# What needs to be done:
Please transcribe only the lines that run from the line bearing "Please drop a marker on the viaduct in" to the end of the entries, keeping both end lines. Skip the pictures.

######

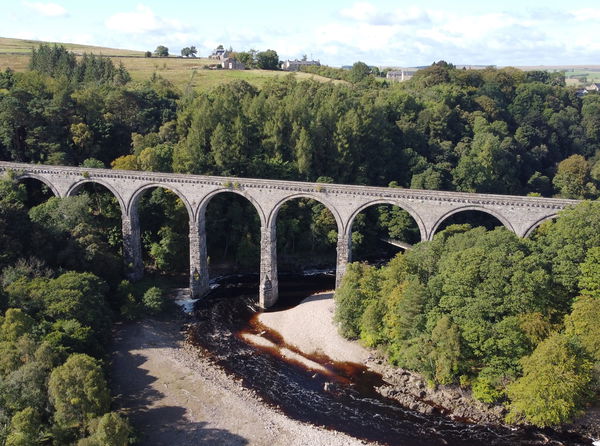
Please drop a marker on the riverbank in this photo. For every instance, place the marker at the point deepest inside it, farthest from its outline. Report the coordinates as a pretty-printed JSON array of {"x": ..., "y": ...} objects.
[
  {"x": 174, "y": 395},
  {"x": 309, "y": 329}
]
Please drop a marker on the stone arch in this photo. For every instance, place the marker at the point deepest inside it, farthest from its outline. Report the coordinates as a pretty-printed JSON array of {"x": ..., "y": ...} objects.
[
  {"x": 42, "y": 180},
  {"x": 76, "y": 187},
  {"x": 206, "y": 200},
  {"x": 403, "y": 206},
  {"x": 272, "y": 219},
  {"x": 493, "y": 213},
  {"x": 135, "y": 197},
  {"x": 534, "y": 226}
]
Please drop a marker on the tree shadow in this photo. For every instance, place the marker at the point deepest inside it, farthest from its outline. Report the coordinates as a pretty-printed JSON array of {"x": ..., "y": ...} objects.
[
  {"x": 133, "y": 392},
  {"x": 167, "y": 426}
]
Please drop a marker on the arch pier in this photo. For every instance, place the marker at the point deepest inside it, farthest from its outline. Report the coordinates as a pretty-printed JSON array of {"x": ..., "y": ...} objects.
[{"x": 428, "y": 208}]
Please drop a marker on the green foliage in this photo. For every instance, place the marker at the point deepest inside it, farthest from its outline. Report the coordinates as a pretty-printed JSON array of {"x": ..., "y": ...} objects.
[
  {"x": 564, "y": 243},
  {"x": 161, "y": 51},
  {"x": 572, "y": 178},
  {"x": 582, "y": 325},
  {"x": 555, "y": 384},
  {"x": 353, "y": 296},
  {"x": 15, "y": 324},
  {"x": 267, "y": 60},
  {"x": 78, "y": 392},
  {"x": 446, "y": 355},
  {"x": 57, "y": 61},
  {"x": 589, "y": 280},
  {"x": 469, "y": 305},
  {"x": 111, "y": 429},
  {"x": 24, "y": 428},
  {"x": 154, "y": 301}
]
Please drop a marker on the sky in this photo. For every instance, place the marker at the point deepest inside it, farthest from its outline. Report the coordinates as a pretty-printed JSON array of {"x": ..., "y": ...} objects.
[{"x": 384, "y": 33}]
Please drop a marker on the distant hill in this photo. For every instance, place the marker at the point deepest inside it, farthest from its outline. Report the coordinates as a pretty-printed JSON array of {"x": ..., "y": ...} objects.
[{"x": 183, "y": 72}]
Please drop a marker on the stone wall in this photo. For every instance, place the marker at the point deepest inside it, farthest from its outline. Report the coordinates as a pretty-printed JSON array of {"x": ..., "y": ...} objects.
[{"x": 429, "y": 209}]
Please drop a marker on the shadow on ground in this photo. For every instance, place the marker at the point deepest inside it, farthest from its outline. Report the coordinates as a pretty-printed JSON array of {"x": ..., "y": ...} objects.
[{"x": 134, "y": 395}]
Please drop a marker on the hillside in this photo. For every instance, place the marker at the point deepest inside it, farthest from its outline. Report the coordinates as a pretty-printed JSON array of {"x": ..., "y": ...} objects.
[{"x": 185, "y": 73}]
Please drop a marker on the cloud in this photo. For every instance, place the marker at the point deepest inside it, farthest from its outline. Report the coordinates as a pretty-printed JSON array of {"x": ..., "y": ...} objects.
[
  {"x": 586, "y": 14},
  {"x": 47, "y": 9},
  {"x": 144, "y": 21},
  {"x": 367, "y": 13}
]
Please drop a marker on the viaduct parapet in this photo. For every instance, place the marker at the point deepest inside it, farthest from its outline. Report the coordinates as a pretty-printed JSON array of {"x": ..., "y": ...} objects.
[{"x": 428, "y": 208}]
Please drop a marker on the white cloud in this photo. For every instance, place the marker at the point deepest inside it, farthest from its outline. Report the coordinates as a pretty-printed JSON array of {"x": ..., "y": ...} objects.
[
  {"x": 361, "y": 11},
  {"x": 142, "y": 21},
  {"x": 586, "y": 14},
  {"x": 364, "y": 12},
  {"x": 47, "y": 9}
]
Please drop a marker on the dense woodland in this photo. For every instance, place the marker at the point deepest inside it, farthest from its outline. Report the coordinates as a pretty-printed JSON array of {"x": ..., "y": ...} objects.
[
  {"x": 515, "y": 320},
  {"x": 476, "y": 307}
]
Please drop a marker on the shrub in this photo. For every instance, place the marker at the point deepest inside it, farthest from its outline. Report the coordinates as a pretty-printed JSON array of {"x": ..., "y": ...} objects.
[{"x": 153, "y": 300}]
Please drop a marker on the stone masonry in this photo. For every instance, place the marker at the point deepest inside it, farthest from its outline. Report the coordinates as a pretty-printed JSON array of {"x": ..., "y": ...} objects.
[{"x": 428, "y": 208}]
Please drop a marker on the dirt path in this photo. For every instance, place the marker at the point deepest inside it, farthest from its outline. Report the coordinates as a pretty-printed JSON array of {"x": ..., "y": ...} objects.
[{"x": 175, "y": 397}]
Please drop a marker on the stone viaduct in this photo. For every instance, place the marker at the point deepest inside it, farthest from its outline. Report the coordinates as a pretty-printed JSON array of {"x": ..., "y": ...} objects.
[{"x": 428, "y": 208}]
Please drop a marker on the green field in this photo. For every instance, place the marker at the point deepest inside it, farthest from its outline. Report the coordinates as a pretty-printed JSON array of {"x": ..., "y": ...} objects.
[{"x": 184, "y": 73}]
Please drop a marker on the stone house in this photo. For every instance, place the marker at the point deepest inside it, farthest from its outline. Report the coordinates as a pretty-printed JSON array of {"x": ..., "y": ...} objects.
[
  {"x": 294, "y": 65},
  {"x": 400, "y": 75},
  {"x": 230, "y": 63}
]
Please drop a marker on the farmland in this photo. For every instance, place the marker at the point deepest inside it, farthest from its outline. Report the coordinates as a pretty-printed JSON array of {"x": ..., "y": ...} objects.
[{"x": 183, "y": 72}]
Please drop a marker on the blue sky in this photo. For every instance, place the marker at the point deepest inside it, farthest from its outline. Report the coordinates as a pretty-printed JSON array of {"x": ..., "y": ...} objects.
[{"x": 386, "y": 33}]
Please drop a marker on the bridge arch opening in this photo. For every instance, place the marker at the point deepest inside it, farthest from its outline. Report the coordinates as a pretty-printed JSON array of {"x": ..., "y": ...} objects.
[
  {"x": 538, "y": 227},
  {"x": 164, "y": 217},
  {"x": 38, "y": 190},
  {"x": 379, "y": 230},
  {"x": 105, "y": 209},
  {"x": 475, "y": 217},
  {"x": 307, "y": 233},
  {"x": 232, "y": 222}
]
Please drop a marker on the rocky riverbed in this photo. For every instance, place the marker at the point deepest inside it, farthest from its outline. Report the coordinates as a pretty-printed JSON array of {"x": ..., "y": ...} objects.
[{"x": 176, "y": 394}]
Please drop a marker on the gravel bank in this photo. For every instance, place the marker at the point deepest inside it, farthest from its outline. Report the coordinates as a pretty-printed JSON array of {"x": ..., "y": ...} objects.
[
  {"x": 309, "y": 327},
  {"x": 174, "y": 396}
]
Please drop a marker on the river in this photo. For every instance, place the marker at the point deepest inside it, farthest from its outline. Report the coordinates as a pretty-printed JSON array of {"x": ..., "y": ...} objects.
[{"x": 344, "y": 399}]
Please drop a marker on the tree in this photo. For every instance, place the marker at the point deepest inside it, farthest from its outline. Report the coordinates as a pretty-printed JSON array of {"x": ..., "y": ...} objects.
[
  {"x": 359, "y": 72},
  {"x": 555, "y": 384},
  {"x": 267, "y": 60},
  {"x": 572, "y": 177},
  {"x": 161, "y": 51},
  {"x": 110, "y": 430},
  {"x": 246, "y": 57},
  {"x": 153, "y": 300},
  {"x": 582, "y": 324},
  {"x": 16, "y": 323},
  {"x": 25, "y": 428},
  {"x": 78, "y": 392},
  {"x": 589, "y": 280}
]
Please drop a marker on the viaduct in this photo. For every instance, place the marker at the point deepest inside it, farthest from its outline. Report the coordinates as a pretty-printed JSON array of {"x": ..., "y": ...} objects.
[{"x": 428, "y": 208}]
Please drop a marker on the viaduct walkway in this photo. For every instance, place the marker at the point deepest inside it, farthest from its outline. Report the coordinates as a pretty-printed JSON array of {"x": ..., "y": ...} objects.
[{"x": 428, "y": 208}]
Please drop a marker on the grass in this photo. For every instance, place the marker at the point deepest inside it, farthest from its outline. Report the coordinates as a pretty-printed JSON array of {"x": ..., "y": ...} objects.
[
  {"x": 22, "y": 46},
  {"x": 184, "y": 73}
]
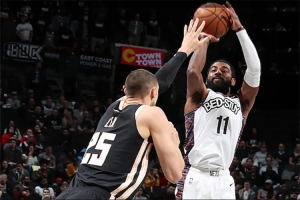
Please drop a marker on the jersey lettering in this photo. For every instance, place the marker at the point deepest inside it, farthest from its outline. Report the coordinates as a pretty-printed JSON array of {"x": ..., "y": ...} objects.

######

# Response to this task:
Please drop a marker on the viaduct in this photo. For every instance, place the marker at the point deepest inside it, farthest from its outline. Report the coordinates as a pretty-printed JSON array of {"x": ..., "y": ...} objects.
[{"x": 428, "y": 208}]
Please drop a marker on the viaduct walkway in this photo. For every instance, place the marker at the point deepest inside it, farthest from its outline. Report the coordinates as a pretty-printed JSON array of {"x": ..., "y": ...} objects.
[{"x": 428, "y": 208}]
Please drop a marker on the grass in this photo. For every instance, place the marker at the point deepest inside it, farthest from its outline. Report the coordinates as a pretty-printed JSON array of {"x": ..., "y": ...} objects.
[
  {"x": 22, "y": 46},
  {"x": 184, "y": 73}
]
Please drop a marker on the jersey lettering in this photo. For every instance, place the marker at the point deepest inside it, farthest from its outline. Report the coordinates as a pretty-printed JSON array of {"x": ..., "y": ...} objects.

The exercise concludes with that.